Escribe, por favor, la continuación de la lectura sobre la retórica de la supremacía blanca en Estados Unidos a partir de su última oración.

▶ [Lectura]

+ + + + +

17 julio, 2020
La historiadora Dawn A. Dennis hace un recorrido por la retórica de la supremacía blanca en Estados Unidos, existente desde el nacimiento de ese país y sostenida por disciplinas académicas. Donald Trump está lejos de ser el primer político racista en esa nación
Por Dawn A. Dennis / IPS
Que Estados Unidos representa la “tierra de los libres”, donde “todos los hombres son iguales”, es un mito. Esta narrativa no solo elimina o desplaza la historia de las comunidades indígenas, negras, chinas, mexicanas, e inmigrantes, sino que además coloca a los grupos blancos, considerados superiores, sobre otras etnias y razas.
En 2020, las grandes manifestaciones contra el racismo han comenzado a remover los símbolos de la supremacía blanca.
En el Gran Bretaña los manifestantes lanzaron al río Avon el monumento de Edward Colston cuya fortuna se atribuye al comercio de esclavos; en Amberes (Bélgica), la estatua del Rey Leopoldo II fue blanco de ataques; y en Nueva Zelanda, fue removida la figura de John Hamilton, conocido por ser artífice de la guerra contra el pueblo māori.
En 1965, Malcolm X auguraba: “Al final, los oprimidos y los opresores se enfrentarán”.
¿Quiénes son los que niegan la historia, el racismo, y la violencia racial? Negar la historia es ocultar la verdad, pero lo que se ha callado volverá a conocerse.
La violencia racial se sustenta y expresa a través de un lenguaje racista. Tal como señala el escritor Ralph Ellison, “la forma de segregación más insidiosa y menos comprendida es la de la palabra. Porque si la palabra tiene la potencia de revivir y hacernos libres, también tiene el poder de cegar, encarcelar y destruir”.
La retórica de la supremacía blanca ha existido desde los inicios de Estados Unidos. Surgió en el mundo Atlántico en el siglo XVI. Ibram X. Kendi señala que fueron los españoles (siglo XVI) los primeros en llevar la ideología racial a América del Norte, seguidos, un siglo después, por los ingleses.
En las 13 colonias, tanto las tradiciones religiosas como las teorías científicas justificaron la esclavitud. Los colonizadores europeos, explica Ronald Takaki, percibían a los indígenas como bárbaros y salvajes incivilizados, y los asociaban con el demonio.
Durante el período de la Ilustración, el nuevo pensamiento científico incorporó las ideas raciales y propulsó el racismo científico.
Filósofos como Benjamin Franklin, Carolus Linnaeus, John Locke y Thomas Jefferson creían que los americanos blancos eran superiores a las personas esclavizadas provenientes de África, los negros libres y la población indígena.
A fines del siglo XVIII, las revoluciones atlánticas cuestionan el colonialismo europeo y expanden nuevas ideas políticas, pero solo la revolución haitiana (1791-1804) culmina con el fin de la esclavitud. En Estados Unidos, la constitución fue escrita por hombres blancos para hombres, una carta fundamental que excluyó a las mujeres, los negros y los pueblos originarios.

+ + + + +

▶ [Material]
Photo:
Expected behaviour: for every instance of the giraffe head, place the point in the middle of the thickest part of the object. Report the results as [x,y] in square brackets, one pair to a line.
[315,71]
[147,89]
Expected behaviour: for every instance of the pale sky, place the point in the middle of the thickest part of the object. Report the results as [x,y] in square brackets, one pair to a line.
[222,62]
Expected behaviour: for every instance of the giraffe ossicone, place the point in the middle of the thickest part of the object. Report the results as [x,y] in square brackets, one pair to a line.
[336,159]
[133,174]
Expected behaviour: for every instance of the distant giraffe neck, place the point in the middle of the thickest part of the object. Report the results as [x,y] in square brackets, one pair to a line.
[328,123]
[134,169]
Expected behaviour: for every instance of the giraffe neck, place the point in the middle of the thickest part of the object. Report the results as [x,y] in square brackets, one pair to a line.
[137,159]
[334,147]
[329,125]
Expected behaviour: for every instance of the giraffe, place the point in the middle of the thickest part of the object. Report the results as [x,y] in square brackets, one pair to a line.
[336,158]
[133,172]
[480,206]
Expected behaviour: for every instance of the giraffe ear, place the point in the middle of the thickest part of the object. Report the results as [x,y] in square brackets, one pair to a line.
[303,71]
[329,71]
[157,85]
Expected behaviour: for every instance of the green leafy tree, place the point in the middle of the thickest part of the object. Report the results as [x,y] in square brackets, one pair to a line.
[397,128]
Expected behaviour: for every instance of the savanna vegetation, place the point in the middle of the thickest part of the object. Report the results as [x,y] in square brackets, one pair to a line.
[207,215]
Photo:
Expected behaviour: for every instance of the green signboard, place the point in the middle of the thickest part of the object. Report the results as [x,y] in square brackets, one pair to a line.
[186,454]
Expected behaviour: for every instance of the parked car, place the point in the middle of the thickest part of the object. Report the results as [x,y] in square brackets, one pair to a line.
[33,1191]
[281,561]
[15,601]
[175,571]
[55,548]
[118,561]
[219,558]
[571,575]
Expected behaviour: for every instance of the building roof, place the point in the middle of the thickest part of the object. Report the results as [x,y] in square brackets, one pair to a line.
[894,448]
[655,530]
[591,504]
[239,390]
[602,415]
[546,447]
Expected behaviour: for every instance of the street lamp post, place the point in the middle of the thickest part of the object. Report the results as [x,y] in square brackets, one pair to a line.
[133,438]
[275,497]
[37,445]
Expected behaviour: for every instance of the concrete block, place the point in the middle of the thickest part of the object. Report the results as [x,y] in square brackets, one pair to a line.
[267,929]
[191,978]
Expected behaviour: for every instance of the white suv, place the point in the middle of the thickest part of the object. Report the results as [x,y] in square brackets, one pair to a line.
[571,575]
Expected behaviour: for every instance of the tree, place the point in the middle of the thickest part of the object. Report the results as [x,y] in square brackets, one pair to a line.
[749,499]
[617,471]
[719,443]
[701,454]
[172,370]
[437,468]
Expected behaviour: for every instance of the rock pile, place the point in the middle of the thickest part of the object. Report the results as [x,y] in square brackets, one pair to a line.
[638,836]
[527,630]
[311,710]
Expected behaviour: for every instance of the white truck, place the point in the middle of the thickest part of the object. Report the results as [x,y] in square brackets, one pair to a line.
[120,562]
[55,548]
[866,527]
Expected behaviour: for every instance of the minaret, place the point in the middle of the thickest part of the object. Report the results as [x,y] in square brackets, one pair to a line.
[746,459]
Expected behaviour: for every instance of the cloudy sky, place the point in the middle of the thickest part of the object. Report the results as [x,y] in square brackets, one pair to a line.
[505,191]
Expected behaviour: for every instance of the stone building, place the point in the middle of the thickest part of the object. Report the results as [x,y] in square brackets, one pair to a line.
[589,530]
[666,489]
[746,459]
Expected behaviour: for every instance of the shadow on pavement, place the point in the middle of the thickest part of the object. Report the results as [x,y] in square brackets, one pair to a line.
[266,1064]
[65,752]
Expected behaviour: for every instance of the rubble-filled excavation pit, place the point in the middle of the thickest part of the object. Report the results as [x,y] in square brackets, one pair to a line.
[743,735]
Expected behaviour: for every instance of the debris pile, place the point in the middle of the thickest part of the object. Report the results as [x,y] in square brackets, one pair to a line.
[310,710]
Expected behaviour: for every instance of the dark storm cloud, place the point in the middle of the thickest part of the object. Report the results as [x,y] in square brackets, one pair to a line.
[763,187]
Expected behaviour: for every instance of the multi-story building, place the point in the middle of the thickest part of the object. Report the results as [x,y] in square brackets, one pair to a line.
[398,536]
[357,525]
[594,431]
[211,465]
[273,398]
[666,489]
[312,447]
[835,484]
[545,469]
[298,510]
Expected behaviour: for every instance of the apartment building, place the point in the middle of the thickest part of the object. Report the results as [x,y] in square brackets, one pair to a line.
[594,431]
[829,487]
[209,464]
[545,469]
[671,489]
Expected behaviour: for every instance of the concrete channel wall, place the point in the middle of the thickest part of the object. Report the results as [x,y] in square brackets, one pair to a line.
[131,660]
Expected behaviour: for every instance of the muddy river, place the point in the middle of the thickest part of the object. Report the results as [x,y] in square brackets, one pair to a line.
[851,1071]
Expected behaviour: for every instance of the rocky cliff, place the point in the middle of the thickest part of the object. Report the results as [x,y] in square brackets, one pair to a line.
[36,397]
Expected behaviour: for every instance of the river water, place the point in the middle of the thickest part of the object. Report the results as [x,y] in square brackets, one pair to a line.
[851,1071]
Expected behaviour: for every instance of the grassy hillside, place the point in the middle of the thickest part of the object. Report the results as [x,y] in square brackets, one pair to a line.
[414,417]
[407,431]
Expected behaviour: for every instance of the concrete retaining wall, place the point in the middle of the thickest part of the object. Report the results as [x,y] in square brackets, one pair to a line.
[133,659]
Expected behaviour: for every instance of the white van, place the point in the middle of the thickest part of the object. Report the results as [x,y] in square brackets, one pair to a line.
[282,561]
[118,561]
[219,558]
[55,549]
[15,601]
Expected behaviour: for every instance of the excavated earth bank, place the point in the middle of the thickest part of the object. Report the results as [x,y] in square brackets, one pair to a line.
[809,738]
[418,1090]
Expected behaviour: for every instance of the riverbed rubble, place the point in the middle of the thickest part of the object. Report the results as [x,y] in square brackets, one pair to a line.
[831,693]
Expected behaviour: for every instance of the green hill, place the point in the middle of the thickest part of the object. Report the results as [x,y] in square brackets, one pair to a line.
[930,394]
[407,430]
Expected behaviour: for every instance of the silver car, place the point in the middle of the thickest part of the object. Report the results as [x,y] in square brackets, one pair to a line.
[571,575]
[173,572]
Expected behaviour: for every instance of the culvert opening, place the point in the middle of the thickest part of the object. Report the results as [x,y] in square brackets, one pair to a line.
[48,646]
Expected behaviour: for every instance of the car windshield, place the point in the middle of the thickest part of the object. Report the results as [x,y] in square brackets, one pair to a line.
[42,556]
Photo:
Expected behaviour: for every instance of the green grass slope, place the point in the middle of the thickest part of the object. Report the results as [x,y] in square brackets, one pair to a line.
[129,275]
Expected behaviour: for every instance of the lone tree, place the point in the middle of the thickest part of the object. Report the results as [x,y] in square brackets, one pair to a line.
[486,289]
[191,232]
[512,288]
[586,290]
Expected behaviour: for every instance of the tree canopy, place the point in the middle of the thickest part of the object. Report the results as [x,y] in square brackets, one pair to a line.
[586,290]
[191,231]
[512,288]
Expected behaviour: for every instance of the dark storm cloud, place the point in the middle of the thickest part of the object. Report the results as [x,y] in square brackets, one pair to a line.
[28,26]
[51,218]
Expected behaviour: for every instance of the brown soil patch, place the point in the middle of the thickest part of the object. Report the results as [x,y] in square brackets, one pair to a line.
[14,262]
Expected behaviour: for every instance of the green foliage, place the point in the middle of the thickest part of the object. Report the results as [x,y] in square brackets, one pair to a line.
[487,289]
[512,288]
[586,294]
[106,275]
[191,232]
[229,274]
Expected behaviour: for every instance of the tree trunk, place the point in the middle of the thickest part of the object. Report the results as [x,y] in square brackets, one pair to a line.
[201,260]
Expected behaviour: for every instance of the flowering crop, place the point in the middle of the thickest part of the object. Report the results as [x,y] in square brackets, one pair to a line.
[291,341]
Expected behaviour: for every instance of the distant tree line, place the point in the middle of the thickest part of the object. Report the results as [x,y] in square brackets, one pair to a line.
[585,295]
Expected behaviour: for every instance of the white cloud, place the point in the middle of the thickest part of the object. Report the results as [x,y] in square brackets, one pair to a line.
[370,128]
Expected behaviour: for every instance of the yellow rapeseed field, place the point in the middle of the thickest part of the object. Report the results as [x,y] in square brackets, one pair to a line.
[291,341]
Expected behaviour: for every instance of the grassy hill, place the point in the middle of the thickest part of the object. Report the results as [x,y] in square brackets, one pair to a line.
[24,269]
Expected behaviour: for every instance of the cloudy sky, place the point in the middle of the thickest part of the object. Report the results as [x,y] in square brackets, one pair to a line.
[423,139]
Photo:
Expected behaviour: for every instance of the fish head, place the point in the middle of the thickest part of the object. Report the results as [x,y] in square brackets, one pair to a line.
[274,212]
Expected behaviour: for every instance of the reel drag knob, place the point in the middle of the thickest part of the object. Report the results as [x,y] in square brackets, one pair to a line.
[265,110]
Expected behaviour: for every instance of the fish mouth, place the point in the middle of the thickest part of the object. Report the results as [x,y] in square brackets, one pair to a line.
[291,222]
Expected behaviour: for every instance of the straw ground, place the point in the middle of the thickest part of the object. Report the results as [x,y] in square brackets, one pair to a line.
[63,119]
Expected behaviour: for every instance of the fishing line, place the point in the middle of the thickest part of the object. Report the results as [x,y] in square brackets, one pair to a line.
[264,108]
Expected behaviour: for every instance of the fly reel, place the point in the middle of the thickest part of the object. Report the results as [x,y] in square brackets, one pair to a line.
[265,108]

+ + + + +

▶ [Solución]
Bajo la influencia del darwinismo social, personalidades como Samuel Cartwright reforzaron la creencia de que la raza blanca era superior.
A comienzos del siglo XIX, el Nordicismo, la idea de que los pueblos nórdicos pertenecían a una raza superior, se expandió. Los textos de Arthur Schopenhauer, filósofo alemán que atribuía a la raza blanca una supremacía cultural, tuvieron gran recepción en Estados Unidos.
Los contenidos de los cursos de historia no solo omiten la verdad, sino que además sostienen una interpretación racista del pasado que enaltece a los hombres blancos como héroes de la historia.
Si bien la Guerra Civil (1861-1865) terminó con la esclavitud, surgieron grupos terroristas como el Ku Klux Klan que utilizaban la violencia extrema para defender la hegemonía de la supremacía blanca y establecer la segregación racial. Estos grupos aterrorizaban a la población negra.
En 1896, la Corte Suprema, en el famoso caso Plessy v. Ferguson, declaró que la práctica “separados pero iguales” no contradecía la Constitución.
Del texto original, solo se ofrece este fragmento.